## Passage for review:
**********
The most influential predictors in the model were primarily manufacturing process variables, particularly ManufacturingProcess32, 13, 17, 36, and 09. While several biological material variables contributed moderately, the process predictors clearly dominated the top-importance rankings. This suggests that process control parameters have the greatest impact on product yield, whereas biological characteristics play a secondary role in determining baseline performance.

6.3f Explore the relationships between each of the top predictors and the response. How could this information be helpful in improving yield in future runs of the manufacturing process?

library(ggplot2)

# Add yield back to the preprocessed data
data_plot <- data.frame(Yield = train_y, train_pp)

# Top predictors from varImp
top_predictors <- c("ManufacturingProcess32", "ManufacturingProcess13",
                    "ManufacturingProcess17", "ManufacturingProcess36",
                    "ManufacturingProcess09")

# Plot yield vs each top predictor
for (var in top_predictors) {
  print(
    ggplot(data_plot, aes_string(x = var, y = "Yield")) +
      geom_point(alpha = 0.6, color = "steelblue") +
      geom_smooth(method = "lm", color = "darkred", se = FALSE) +
      labs(title = paste("Yield vs", var),
           x = var,
           y = "Product Yield") +
      theme_minimal()
  )
}

## Warning: `aes_string()` was deprecated in ggplot2 3.0.0.
## ℹ Please use tidy evaluation idioms with `aes()`.
## ℹ See also `vignette("ggplot2-in-packages")` for more information.
## This warning is displayed once every 8 hours.
## Call `lifecycle::last_lifecycle_warnings()` to see where this warning was
## generated.

## `geom_smooth()` using formula = 'y ~ x'

## `geom_smooth()` using formula = 'y ~ x'

## `geom_smooth()` using formula = 'y ~ x'

## `geom_smooth()` using formula = 'y ~ x'

## `geom_smooth()` using formula = 'y ~ x'

Several of the top manufacturing process variables show clear linear relationships with product yield:

• ManufacturingProcess32 and ManufacturingProcess09 have positive correlations with yield — as their values increase, the product yield tends to rise. This suggests that optimizing or increasing the conditions associated with these processes could help boost output.
• ManufacturingProcess13, ManufacturingProcess17, and ManufacturingProcess36 show negative correlations, meaning higher values of these process variables are associated with lower yields. These might represent conditions (like temperature, pressure, or time) that need tighter control or possible reduction to prevent yield loss.

Understanding these relationships helps engineers and scientists focus process optimization efforts:

• Increasing the parameters tied to Process32 and Process09 could enhance yield efficiency.
• Investigating and fine-tuning the steps linked to Process13, Process17, and Process36 could reduce variability and waste.

In future manufacturing runs, these insights could guide targeted adjustments and experimental trials to identify optimal process settings and result in improving yield consistency and overall productivity without needing to test every variable blindly.
**********
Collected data
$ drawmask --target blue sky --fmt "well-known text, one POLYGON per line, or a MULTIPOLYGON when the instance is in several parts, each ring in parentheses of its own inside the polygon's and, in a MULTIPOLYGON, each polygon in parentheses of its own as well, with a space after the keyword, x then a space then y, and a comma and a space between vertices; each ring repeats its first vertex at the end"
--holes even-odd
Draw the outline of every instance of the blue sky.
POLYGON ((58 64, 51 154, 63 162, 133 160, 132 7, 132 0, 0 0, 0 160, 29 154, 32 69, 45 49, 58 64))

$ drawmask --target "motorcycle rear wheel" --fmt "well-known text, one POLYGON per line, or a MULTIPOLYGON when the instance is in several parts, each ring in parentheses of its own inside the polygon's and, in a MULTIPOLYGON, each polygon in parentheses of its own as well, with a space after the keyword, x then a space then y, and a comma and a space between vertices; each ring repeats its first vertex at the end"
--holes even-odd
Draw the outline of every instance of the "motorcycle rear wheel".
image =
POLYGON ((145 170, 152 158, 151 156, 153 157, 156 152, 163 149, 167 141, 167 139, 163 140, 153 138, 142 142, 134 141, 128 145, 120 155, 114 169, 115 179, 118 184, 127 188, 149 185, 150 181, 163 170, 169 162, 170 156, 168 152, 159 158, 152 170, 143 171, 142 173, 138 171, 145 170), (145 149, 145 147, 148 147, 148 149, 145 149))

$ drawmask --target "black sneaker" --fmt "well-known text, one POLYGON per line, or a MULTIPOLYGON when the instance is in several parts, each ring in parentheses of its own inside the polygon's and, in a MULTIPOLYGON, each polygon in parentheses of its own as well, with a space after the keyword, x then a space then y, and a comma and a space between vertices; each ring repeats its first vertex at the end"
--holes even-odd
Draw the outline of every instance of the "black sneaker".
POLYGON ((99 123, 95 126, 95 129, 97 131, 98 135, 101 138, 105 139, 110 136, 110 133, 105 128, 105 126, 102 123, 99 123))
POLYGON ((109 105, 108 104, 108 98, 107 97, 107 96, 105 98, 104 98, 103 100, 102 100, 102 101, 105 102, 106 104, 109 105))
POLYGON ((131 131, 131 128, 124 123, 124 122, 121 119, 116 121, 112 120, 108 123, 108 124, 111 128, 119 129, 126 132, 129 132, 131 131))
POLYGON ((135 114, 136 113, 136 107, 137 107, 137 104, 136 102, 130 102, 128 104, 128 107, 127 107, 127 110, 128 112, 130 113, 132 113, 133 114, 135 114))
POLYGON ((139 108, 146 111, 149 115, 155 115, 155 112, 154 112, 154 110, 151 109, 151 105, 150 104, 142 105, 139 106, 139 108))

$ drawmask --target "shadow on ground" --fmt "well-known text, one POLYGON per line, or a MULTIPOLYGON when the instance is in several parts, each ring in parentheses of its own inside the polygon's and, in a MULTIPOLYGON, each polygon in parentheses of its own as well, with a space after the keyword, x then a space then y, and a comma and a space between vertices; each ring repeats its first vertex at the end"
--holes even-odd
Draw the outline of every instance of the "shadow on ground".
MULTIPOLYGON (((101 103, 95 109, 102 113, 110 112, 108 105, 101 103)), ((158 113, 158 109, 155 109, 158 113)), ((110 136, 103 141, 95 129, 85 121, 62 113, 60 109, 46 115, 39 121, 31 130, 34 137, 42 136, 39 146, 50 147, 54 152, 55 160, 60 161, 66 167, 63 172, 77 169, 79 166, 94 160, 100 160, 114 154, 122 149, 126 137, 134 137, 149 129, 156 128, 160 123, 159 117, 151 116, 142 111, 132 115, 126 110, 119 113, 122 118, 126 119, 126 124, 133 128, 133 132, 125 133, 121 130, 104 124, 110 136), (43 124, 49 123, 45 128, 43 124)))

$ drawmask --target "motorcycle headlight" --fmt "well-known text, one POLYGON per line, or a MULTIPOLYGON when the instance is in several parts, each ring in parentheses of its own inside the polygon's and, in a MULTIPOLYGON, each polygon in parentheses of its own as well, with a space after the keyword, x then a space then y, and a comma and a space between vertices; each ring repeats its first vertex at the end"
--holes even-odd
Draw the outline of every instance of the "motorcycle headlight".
**********
## Your task:
Write out the portion of the passage on yield predictors starting with "## ℹ See also" and going on through "## generated.".

## Completed task:
## ℹ See also `vignette("ggplot2-in-packages")` for more information.
## This warning is displayed once every 8 hours.
## Call `lifecycle::last_lifecycle_warnings()` to see where this warning was
## generated.